* READING TEXT:
═══
Speaking of the Ferus Gallery, one of Los Angeles’s most famed artists, Ed Ruscha, had his first solo show with the space in 1963. Over 50 years later, he’s become a market superstar, and this year, the sale of Hurting the Word Radio #2 smashed the 82-year-old artist’s auction record—soaring above his previous record of $30.4 million, achieved in 2014 for his 1963 work Smash (which was originally displayed at Ferus Gallery).
Hurting the Word Radio #2 was positioned to break that record by the auction house, which had heavily marketed the piece by displaying it in its London location during Frieze Week in the British capital. The piece was estimated to sell for a figure between $30 million and $40 million, putting Ruscha’s former record at the low end of its estimated worth. Alex Rotter, Christie’s chairman of post-war and contemporary art, noted of the piece’s sale at a press conference after the auction: “We wanted to prove we could sell a painting over $50 million this season.”
$50,380,000
Francis Bacon, Study for a Head, 1952
Sotheby’s New York, May 16, 2019
Francis Bacon, Study for a Head , 1952. Courtesy of Sotheby's.
Francis Bacon famously distorted Diego Velázquez’s seminal 1650 portrait of Pope Innocent X to create the “Screaming Popes” series of jarring, visceral portraits of popes. Study for a Head sees his holy countenance from a much closer vantage point than the traditional, full-body angle as seen in Velázquez’s portrait. This piece set the record for works from the series, trumping the previous record of $29.7 million achieved by Untitled (Pope) (1954) in 2012. Study for a Head was sold from the collection of Richard E. Lang and Jane Lang Davis, though it was originally bought by Jackson Pollock’s biographer Bernard H. Friedman in 1952, the year the piece was created. In 1952 alone, Bacon made six portraits, and the other five are currently held by Tate Britain and the Yale Center for British Art.
═══
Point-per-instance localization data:

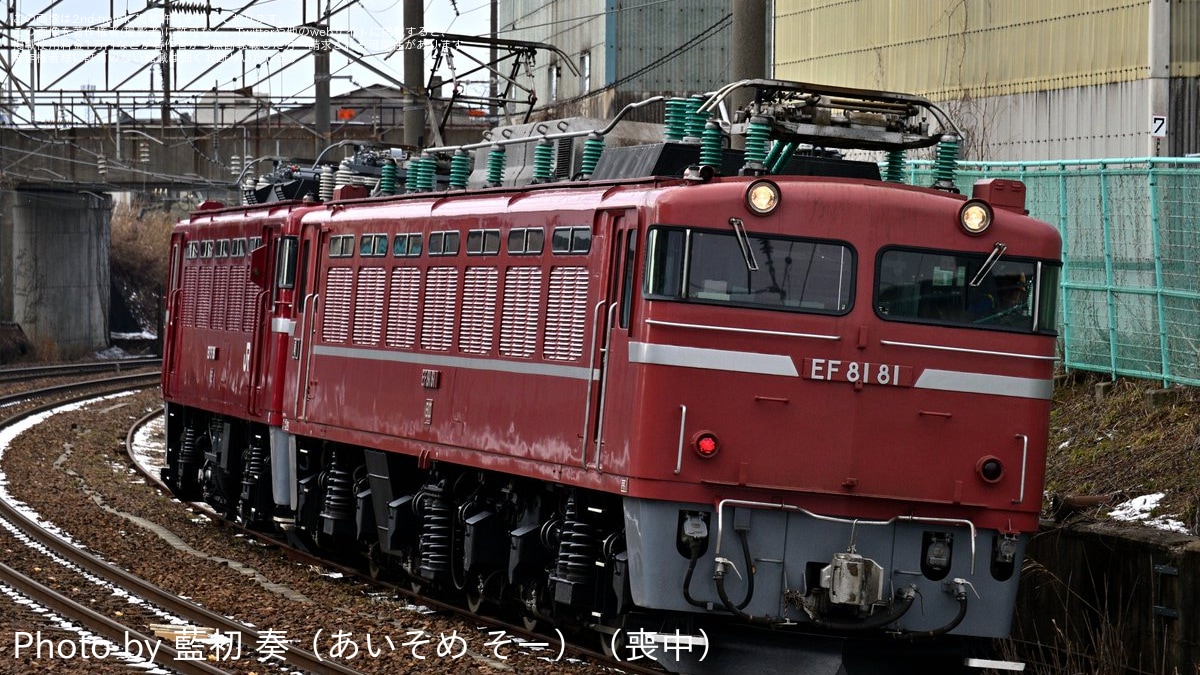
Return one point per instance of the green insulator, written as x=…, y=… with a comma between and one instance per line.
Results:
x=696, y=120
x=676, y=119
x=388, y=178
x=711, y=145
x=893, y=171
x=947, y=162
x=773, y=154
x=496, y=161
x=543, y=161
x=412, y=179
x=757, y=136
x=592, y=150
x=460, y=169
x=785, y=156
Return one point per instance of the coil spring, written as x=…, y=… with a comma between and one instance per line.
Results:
═══
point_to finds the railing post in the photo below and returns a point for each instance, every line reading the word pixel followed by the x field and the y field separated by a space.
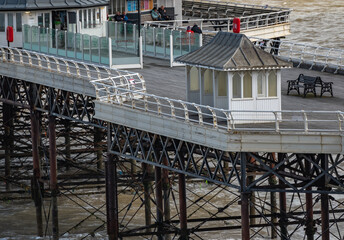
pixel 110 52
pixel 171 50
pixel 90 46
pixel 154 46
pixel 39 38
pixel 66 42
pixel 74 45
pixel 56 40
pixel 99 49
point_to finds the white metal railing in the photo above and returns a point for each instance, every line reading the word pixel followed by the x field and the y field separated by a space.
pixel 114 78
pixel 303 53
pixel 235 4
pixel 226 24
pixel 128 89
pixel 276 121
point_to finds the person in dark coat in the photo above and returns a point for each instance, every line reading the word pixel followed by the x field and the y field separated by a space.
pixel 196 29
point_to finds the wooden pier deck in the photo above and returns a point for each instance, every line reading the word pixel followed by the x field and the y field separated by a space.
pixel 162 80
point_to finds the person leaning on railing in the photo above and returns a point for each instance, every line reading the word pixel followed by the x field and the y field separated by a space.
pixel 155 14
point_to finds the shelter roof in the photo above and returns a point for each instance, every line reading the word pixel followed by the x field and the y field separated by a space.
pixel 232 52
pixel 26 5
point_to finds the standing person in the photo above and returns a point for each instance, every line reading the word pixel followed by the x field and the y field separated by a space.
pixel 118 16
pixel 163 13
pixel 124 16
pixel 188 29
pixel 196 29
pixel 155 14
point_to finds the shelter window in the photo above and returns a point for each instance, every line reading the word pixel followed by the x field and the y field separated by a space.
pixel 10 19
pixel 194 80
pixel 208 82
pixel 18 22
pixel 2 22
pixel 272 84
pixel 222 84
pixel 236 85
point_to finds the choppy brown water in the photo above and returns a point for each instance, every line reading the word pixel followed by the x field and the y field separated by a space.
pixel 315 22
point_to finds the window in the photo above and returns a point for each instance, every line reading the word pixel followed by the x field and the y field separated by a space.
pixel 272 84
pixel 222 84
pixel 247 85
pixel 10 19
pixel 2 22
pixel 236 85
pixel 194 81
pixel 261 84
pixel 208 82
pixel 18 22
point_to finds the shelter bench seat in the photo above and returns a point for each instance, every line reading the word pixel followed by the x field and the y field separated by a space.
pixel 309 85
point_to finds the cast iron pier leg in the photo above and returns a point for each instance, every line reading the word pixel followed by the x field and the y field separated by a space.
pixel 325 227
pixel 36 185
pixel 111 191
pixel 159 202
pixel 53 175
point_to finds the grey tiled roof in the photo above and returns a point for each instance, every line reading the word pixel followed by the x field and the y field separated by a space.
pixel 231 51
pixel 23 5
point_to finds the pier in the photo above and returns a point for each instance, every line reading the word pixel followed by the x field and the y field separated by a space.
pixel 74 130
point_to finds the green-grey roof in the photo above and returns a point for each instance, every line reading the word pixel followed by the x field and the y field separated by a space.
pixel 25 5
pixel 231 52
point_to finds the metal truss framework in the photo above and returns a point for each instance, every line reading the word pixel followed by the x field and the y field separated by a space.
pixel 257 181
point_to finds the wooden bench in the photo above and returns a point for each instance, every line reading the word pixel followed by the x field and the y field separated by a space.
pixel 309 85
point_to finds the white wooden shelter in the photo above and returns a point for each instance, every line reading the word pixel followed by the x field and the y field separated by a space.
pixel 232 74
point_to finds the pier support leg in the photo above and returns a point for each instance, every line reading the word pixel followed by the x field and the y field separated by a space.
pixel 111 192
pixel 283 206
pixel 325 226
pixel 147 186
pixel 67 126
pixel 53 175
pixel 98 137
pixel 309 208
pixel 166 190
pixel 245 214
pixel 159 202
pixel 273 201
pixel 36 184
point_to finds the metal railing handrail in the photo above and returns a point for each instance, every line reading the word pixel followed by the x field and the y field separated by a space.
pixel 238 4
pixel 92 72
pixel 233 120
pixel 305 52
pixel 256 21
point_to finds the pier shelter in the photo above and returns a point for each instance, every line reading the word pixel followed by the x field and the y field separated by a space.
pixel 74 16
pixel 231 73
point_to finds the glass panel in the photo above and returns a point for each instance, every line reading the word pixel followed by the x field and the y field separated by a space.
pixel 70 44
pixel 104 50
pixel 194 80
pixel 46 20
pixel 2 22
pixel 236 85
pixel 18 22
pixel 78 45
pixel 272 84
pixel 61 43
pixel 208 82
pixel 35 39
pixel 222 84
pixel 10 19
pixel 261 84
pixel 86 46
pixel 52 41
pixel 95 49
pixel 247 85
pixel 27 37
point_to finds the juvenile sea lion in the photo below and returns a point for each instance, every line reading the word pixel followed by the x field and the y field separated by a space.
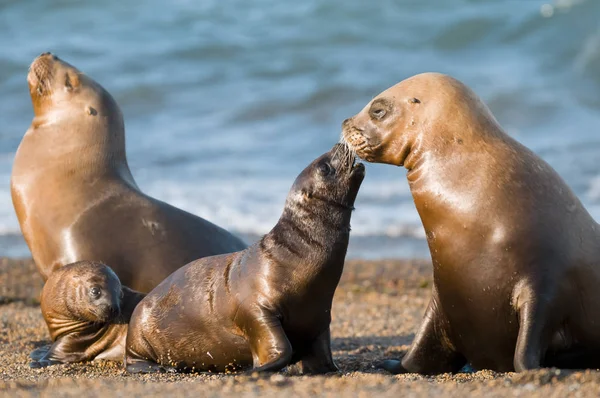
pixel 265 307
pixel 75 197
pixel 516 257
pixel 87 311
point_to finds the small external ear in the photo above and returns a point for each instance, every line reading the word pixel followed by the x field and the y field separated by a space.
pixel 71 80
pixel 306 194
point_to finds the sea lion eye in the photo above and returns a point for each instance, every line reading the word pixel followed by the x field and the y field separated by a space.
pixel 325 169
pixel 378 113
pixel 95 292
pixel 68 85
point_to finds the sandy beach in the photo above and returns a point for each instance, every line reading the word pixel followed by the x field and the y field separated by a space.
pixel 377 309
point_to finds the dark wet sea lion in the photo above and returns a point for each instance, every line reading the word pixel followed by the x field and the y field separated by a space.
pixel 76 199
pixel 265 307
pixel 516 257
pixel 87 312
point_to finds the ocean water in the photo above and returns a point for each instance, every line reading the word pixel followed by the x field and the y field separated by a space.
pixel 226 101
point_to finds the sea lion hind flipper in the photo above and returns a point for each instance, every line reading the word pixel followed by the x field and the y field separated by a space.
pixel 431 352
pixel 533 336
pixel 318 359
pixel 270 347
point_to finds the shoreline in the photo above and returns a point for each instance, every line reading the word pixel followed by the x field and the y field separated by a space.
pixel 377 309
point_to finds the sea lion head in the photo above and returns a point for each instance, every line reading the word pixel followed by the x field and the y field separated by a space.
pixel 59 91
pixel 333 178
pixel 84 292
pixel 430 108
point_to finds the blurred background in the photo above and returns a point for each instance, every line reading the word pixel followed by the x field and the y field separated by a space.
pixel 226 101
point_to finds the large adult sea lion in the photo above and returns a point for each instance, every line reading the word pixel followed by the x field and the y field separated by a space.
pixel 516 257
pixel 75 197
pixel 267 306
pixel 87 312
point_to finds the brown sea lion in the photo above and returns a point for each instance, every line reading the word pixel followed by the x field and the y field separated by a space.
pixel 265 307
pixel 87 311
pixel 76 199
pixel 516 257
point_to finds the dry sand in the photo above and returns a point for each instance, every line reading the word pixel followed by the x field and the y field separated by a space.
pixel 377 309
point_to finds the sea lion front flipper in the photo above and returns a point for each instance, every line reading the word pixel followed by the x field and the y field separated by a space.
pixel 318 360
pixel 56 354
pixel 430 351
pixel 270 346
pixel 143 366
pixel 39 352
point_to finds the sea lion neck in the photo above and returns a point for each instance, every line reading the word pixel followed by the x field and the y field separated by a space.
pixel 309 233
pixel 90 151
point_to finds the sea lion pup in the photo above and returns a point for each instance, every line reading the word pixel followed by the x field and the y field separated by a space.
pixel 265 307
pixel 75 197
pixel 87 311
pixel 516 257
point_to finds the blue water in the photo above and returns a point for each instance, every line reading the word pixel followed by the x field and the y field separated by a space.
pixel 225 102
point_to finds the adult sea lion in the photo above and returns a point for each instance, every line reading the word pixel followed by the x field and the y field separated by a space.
═══
* TASK REQUIREMENTS:
1. Output the part of the art sales passage starting at "Speaking of the" and ending at "at Ferus Gallery).".
2. Write the next part of the art sales passage, picking up after its last sentence.
The rows are not used for any of this.

* ANSWERS:
1.
Speaking of the Ferus Gallery, one of Los Angeles’s most famed artists, Ed Ruscha, had his first solo show with the space in 1963. Over 50 years later, he’s become a market superstar, and this year, the sale of Hurting the Word Radio #2 smashed the 82-year-old artist’s auction record—soaring above his previous record of $30.4 million, achieved in 2014 for his 1963 work Smash (which was originally displayed at Ferus Gallery).

2.
$50,095,250
Mark Rothko, Untitled, 1960
Sotheby’s New York, May 16, 2019
Mark Rothko, Untitled , 1960. Courtesy of Sotheby's.
At the beginning of 2019, the San Francisco Museum of Modern Art announced that it would be deaccessioning this Mark Rothko painting. The museum’s director, Neal Benezra, explained that the proceeds from its sale would go to “broadly diversify SFMOMA’s collection, enhance its contemporary holdings, and address art-historical gaps in order to continue to push boundaries and embrace fresh ideas.” However, the decision was controversial, and sparked a conversation about when it is appropriate for a museum to deaccession a piece.
After the auction’s success, it was revealed that the proceeds did indeed go to diversifying SFMOMA’s collection through the acquisition of 11 works by 10 artists, including Alma Thomas, Lygia Clark, and Mickalene Thomas, as well as the creation of a new endowment fund.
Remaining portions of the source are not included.